Short task 1
Copy word for word the passage of the parenting post from "Wow. And then" to "in their 40's!".

* Begin Page excerpt *

Wow. And then to tell your X, and him just slink off. :sick:

 

I'm reading a book right now Raising a Son and there's a chapter about parenting together. This author's take is that fathers who were never 'brought' into the world of men end up like our x's. These men don't understand what it's like to be a Man (an alpha, from what I've gathered from Gunny's posts) or a positive father. In a way I think this author's right. Most men have had negative father models (as well as men) and don't know how to interact with a woman as an equal, as a partner - these men expect their partners to be their mothers still. This book says that these 'boys' need to be brought into the world of men and this often doesn't happen until they're in their 40's!

 

I'm lookin' for an older man next time!

 

How can we guard our sons against this? Choose an alpha male for our next partner or find a mentor. Or, have our exes man up and figure themselves out so they can 'take' our sons to the 'world of men'.

 

Interesting thought, though.

 

Teach them !

 

Integrity ~ Any and everything you say and do is nothing but the plain un-varnished truth~ the plain un-adorned fact

 

Knowledge ~ A lifetime prusuit. Identify your weakness and seek to overcome them. Constantly seek to learn something new about yourself, about your world, your life, about science each and every day of your life for the rest of your life! If your not learning ~ your dying ~ at first mentally and then physically!

 

Courage ~ This comes in two forms ~ physical and moral. I taught my son how to swim when he was two years old. Now he's like a fish in the water. I taught him to climb trees when he was three. Now he climbs sixty foot electrical towers. I taught him if he's in a tight place and feels fear to recognize it and deal with it. And to then get control of it. I taught him that positive action oven though it might be wrong is better than a half hearted attempt on the best possible one.

 

As for moral courage? I taught him to know what's righ and stand up for it! I told him, "You know right from wrong! It was written upon the heart the day you were born! Not by me ~ but by God! Just do the right thing!You know what that is in your heart of hearts!"

* End Page excerpt *
* Begin Input for this task *

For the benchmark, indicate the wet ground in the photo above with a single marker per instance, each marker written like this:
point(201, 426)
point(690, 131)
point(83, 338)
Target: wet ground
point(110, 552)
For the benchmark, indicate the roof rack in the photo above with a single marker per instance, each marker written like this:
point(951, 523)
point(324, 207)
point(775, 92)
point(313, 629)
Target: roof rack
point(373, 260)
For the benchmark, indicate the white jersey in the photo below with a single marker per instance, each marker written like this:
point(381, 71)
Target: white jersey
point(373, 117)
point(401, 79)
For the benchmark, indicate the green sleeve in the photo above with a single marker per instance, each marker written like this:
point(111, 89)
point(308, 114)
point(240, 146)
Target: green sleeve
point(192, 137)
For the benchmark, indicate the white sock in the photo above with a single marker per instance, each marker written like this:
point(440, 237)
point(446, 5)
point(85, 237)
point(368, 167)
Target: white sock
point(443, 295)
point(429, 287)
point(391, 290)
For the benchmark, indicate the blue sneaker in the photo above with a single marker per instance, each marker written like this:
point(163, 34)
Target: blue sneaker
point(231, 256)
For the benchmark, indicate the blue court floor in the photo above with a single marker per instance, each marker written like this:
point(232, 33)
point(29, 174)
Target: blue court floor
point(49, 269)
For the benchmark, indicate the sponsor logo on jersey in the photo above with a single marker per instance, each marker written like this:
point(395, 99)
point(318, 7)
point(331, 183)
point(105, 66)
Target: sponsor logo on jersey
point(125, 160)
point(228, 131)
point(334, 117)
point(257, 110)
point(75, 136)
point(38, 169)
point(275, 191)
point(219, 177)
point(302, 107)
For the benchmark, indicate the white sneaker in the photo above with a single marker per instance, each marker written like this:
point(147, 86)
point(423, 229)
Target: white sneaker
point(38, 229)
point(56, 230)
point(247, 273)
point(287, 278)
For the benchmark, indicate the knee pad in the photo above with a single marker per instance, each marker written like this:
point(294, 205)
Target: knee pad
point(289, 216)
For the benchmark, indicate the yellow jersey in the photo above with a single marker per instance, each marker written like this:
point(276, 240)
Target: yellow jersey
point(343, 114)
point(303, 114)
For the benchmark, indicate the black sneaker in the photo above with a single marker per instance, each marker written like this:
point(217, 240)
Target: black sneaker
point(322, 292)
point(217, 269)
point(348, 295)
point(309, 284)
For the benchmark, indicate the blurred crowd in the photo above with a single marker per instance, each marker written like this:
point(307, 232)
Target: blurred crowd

* End Input for this task *

Short task 2
Identify every line of the listing that contains the string "ground", treating uppercase and lowercase as different, and copy each of those lines.

Complete response 1
Wow. And then to tell your X, and him just slink off. :sick:

 

I'm reading a book right now Raising a Son and there's a chapter about parenting together. This author's take is that fathers who were never 'brought' into the world of men end up like our x's. These men don't understand what it's like to be a Man (an alpha, from what I've gathered from Gunny's posts) or a positive father. In a way I think this author's right. Most men have had negative father models (as well as men) and don't know how to interact with a woman as an equal, as a partner - these men expect their partners to be their mothers still. This book says that these 'boys' need to be brought into the world of men and this often doesn't happen until they're in their 40's!

Complete response 2
For the benchmark, indicate the wet ground in the photo above with a single marker per instance, each marker written like this:
Target: wet ground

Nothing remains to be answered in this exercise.